» JOB
Pick out every line of the data below that contains the word "current" and copy each one. Capitalization must match.

» DATASET ROWS
※
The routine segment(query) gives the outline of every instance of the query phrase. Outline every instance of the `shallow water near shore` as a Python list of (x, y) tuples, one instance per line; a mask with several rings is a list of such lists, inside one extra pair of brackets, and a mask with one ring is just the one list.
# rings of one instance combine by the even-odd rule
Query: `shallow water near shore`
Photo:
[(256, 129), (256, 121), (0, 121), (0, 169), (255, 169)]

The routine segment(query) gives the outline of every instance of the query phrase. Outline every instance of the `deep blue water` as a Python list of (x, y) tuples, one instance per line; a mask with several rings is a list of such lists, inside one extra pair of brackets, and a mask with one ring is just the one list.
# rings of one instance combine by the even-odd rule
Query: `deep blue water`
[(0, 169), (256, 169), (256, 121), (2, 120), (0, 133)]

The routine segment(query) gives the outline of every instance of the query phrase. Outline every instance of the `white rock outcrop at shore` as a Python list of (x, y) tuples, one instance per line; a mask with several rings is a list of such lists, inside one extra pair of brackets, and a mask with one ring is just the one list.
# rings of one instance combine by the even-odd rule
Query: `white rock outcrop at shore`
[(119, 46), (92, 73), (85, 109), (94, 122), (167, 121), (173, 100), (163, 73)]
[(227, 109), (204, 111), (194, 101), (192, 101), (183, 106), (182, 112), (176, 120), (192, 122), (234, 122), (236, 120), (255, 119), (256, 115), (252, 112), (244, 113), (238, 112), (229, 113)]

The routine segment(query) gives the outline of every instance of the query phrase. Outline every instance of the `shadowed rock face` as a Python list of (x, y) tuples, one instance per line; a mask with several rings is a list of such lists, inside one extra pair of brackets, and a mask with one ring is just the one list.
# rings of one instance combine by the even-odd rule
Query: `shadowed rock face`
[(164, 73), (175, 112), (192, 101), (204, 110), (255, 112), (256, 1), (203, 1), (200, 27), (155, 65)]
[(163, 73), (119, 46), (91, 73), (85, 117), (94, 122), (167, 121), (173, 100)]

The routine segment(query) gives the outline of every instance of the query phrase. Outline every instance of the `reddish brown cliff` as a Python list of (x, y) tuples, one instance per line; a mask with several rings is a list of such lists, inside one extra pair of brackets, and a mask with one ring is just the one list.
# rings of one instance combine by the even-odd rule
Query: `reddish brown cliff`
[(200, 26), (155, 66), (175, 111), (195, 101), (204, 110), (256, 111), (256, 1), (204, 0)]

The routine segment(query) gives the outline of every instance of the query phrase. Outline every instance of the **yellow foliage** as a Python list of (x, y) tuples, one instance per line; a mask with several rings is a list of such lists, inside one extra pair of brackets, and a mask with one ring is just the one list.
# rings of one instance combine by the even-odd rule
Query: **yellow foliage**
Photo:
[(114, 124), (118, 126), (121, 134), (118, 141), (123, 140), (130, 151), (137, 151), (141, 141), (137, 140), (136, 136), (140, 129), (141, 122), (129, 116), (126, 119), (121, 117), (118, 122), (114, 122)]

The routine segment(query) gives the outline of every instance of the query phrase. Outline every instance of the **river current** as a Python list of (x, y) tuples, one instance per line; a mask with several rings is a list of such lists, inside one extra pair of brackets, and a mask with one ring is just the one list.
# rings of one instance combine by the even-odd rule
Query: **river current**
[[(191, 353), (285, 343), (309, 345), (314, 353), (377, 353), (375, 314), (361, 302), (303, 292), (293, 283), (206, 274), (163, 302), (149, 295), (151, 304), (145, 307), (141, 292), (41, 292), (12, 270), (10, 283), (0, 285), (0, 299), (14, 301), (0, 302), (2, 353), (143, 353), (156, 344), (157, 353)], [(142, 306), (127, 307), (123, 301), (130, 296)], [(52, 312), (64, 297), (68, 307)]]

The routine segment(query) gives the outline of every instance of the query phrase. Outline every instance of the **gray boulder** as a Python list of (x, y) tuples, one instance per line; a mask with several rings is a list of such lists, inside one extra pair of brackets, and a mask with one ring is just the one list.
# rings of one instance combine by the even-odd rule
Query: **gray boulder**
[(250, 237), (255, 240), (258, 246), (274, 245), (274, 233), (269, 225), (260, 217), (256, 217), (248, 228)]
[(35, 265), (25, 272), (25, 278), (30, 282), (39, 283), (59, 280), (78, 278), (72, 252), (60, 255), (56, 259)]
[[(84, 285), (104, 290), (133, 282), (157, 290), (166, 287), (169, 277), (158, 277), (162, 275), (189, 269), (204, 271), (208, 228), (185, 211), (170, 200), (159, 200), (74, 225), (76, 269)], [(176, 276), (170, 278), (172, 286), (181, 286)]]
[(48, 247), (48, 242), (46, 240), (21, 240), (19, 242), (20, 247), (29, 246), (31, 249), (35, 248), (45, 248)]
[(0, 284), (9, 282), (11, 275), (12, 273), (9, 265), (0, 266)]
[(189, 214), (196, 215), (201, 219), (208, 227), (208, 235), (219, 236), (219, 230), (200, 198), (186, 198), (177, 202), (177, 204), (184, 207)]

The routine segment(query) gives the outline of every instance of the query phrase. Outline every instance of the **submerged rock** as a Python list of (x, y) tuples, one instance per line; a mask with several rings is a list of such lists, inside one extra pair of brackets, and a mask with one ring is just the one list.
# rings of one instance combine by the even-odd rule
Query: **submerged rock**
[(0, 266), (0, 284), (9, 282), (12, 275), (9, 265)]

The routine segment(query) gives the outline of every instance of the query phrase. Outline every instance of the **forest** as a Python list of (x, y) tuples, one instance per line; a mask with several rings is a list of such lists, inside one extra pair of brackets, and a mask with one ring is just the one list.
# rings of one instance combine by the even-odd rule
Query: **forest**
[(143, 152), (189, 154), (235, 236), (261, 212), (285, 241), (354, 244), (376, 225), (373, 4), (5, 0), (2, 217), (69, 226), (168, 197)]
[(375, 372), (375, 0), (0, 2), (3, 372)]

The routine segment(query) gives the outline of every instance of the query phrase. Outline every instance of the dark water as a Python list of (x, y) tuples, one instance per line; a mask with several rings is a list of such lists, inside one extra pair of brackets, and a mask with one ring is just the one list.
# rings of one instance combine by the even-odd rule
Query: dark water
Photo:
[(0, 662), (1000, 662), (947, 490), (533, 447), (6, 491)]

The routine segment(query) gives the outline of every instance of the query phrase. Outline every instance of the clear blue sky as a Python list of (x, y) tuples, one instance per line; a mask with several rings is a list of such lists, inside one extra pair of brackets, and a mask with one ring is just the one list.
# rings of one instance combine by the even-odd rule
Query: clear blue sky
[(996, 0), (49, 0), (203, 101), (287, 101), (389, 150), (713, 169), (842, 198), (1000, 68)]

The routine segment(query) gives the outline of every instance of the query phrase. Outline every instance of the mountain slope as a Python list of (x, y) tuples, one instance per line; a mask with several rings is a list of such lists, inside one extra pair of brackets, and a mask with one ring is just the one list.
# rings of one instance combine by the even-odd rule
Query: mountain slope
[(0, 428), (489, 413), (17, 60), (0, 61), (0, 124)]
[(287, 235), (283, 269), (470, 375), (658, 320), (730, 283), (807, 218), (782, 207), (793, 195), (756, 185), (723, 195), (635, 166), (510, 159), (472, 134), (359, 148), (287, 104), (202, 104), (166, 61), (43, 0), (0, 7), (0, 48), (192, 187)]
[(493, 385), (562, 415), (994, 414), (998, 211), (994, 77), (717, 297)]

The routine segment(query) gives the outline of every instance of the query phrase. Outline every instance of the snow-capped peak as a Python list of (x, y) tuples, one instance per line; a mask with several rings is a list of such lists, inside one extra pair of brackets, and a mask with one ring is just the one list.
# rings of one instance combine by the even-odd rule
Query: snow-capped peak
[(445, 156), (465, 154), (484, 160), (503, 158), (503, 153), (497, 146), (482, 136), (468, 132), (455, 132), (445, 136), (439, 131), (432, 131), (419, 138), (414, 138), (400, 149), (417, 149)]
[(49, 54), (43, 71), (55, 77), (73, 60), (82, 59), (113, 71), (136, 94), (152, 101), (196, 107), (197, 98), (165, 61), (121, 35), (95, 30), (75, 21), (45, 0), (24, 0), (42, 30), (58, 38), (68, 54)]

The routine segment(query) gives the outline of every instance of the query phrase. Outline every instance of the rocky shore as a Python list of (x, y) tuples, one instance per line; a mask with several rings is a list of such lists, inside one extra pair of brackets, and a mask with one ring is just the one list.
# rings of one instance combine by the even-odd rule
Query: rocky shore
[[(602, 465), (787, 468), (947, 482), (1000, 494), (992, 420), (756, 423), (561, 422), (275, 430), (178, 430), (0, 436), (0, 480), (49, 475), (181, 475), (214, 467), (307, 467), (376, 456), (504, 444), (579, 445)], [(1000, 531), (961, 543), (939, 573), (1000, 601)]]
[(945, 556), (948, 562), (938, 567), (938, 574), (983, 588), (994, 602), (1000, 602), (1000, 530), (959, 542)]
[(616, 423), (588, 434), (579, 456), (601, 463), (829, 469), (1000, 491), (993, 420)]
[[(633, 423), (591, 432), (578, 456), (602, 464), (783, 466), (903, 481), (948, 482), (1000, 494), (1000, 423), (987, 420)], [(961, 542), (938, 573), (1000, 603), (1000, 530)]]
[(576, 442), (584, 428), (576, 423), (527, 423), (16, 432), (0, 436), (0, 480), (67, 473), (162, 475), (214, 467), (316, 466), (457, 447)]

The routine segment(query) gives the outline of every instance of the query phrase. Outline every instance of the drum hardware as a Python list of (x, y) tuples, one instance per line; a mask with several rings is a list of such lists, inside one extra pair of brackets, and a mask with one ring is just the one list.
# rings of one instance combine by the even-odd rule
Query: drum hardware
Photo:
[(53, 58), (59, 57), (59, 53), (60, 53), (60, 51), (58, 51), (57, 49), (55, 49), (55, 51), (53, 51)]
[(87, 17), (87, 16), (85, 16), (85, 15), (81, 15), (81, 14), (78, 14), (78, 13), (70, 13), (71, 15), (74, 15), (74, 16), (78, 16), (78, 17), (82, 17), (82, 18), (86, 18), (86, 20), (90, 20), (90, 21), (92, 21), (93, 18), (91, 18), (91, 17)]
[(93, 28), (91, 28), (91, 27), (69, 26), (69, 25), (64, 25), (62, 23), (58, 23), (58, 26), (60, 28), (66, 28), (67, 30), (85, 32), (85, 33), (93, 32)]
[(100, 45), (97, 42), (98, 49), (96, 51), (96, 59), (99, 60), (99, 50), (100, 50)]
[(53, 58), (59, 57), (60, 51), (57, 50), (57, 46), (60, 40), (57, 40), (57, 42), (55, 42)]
※
» FULL SOLUTION
The routine segment(query) gives the outline of every instance of the query phrase. Outline every instance of the **river current** as a Python list of (x, y) tuples, one instance per line; a mask with several rings is a list of such lists, inside one extra pair of brackets, and a mask with one ring is just the one list.
Query: **river current**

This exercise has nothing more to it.